-------- EXTRACT TO READ --------

Jonathan's 20 Favorite Anime (Pt.1)

I've been talking about anime for years now, but I don't think people have a clear view of my tastes so far. Figured the best way for you all to get an idea is to just make a list of my favorites already. I did a top fifteen way back when, but that list is now lost to time and is horribly outdated. My taste has grown, and I've seen far more shows worthy of mention. The list I'll be presenting in two parts is a completely different beast. I hope you all enjoy, and hey; maybe you'll find out about a show you never realized was out there.

I'll start off with my bottom ten...

20. Desert Punk

I keep finding that I have very strange taste. Some of the shows I've enjoyed the most are the kinds usually jeered at by the larger public, and for good reason. Still, I have a habit of finding good in the crude, and Desert Punk is probably the best example of that. It's an ecchi comedy mixed with an action series set in a post-apocalypse future, where one mercenary named Kanta makes a living via odd jobs in the great Kanto desert. He's the legendary Desert Punk, a man who never fails a job ...until the first episode, when he's tricked by a busty rival named Junko, and the majority of the series is watching the talented pervert slowly sink lower and lower. His assistant, the tiny Kosuna, doesn't help matters much.

Desert Punk is basically two different shows smashed together. The first show within the first cour, which follows Kanta and Kosuna getting in wacky situations while trying to complete jobs, and includes the ridiculously hilarious episode where Kanta and Junko end up locked in an underground bunker. It's raunchy as the worst tits show, but it somehow manages to be hilarious because of that vulgarity. The second half introduces the main story and builds on some ideas only briefly brought up earlier, and the series status as a cynical dark comedy starts to make more sense.

-------- DATA SHOWN --------

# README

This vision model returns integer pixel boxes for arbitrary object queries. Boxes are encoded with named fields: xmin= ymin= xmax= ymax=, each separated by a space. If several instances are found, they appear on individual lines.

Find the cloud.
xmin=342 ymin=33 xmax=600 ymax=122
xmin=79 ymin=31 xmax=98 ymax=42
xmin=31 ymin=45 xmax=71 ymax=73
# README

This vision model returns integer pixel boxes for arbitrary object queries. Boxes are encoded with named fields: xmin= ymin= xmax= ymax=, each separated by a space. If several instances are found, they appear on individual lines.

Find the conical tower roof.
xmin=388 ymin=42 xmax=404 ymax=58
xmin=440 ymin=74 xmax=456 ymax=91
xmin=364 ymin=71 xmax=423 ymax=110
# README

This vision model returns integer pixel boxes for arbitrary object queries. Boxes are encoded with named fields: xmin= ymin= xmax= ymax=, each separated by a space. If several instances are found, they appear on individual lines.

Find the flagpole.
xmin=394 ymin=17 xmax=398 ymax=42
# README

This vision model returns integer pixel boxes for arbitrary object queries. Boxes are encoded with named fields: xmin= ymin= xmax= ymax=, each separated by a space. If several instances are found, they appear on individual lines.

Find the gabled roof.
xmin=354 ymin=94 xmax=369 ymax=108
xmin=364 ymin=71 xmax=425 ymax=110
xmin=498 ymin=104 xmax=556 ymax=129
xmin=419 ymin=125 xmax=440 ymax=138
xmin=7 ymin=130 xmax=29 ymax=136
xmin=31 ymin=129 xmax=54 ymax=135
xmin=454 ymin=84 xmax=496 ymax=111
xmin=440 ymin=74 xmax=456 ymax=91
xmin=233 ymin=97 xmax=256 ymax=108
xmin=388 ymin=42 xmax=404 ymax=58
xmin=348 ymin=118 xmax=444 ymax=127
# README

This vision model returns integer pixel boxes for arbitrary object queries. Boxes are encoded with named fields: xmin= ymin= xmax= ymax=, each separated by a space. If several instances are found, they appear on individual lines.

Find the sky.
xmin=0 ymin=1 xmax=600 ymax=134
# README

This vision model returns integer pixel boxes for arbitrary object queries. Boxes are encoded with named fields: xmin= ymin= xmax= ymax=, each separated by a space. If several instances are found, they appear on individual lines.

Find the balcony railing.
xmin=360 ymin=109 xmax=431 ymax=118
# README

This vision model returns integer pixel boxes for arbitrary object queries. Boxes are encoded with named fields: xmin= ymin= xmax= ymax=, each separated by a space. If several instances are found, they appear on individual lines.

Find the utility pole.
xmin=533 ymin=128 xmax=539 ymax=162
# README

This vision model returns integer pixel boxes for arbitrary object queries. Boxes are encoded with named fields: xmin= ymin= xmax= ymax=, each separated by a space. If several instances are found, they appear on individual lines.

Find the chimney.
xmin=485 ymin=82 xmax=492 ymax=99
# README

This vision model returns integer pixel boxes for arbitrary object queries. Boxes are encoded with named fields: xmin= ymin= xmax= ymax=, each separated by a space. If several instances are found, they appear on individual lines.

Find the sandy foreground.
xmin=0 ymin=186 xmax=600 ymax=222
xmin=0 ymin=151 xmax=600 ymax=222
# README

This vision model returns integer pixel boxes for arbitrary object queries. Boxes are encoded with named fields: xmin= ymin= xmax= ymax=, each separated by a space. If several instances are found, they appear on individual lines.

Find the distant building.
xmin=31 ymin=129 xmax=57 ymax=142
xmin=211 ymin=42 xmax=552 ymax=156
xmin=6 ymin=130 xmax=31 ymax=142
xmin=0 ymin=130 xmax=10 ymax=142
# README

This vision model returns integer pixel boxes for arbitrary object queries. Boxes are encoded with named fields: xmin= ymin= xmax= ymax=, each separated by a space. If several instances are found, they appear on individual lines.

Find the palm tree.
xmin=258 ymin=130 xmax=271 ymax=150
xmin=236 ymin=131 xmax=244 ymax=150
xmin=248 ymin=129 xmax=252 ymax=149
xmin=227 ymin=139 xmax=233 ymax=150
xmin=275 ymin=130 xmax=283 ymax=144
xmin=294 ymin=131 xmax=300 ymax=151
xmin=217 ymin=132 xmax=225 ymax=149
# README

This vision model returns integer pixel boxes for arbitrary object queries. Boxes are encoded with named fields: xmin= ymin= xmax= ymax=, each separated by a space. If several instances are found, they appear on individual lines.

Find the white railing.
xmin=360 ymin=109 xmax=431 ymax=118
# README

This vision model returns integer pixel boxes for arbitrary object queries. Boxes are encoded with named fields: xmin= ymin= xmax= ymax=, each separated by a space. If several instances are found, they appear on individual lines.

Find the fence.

--------

* **WHAT TO DO**:
1. In the anime list, who is Kanta's assistant in Desert Punk?
2. Please carry on the anime list from its last sentence.
The listing has nothing to do with the anime list.

* **ANSWERS GIVEN**:
1. His assistant is the tiny Kosuna.

2.
At its heart, Desert Punk is about how people have a habit of being self destructive, and how neither idealism nor realistic views can fixed the larger problems at hand. It makes this the butt of the joke at first, only to start taking it far more seriously in the last quarter, ending with a series of powerful twists that somehow resonated with me. A show that pulls off drama so well, despite including so many damn sex gags before, is definitely something special, and I've never forgotten the series since I first saw it. It also has an amazing dub. Eric Vale as Kanta is more amazing than you'd could possibly imagine.

19. Outbreak Company

I have a few recent series mixed on here, but only because they really surprised me by just how much I gelled with them, not just because they were really good (Ping Pong isn't on here, for example). Outbreak Company, a 2013 series I caught when I started regular seasonal watching, was completely unlike anything I had ever seen up to that point, and even still today. It tackles the interesting subject matter of cultural imperialism and does it in a really inventive way. The set up as a Japanese otaku recruited by the Japanese government to act as a cultural ambassador to a fantasy kingdom found in a portal, while Japan itself is trying to get access to the various magical resources of said world. It has a lot of elements I normally detest, mainly a semi-harem thing building up, but it also uses these troublesome elements to swerve into far more interesting situations.

For example, there's a scene in an early episode where the main character mistakes the lizardman gardener as a trespasser after bumping into him in the dark, and smacks him a few times with a cooking spoon in the confusion. He tries to apologize afterwards ...but the joke is suddenly made dark and revealing as we learn that this sort of treatment is common for non-human races in this world. The series reveals the horrible truths of the fantasy world by introducing them through gags (some wonderful, like a fujioshi lecturing grade schoolers about BL), then revealing the full context. It's brilliant and allows the show to build depth between the various characters by showing some of their lesser qualities first, then starting arcs where they overcome these qualities. Even the real world characters are affected like this, especially when politics work their way back into the plot.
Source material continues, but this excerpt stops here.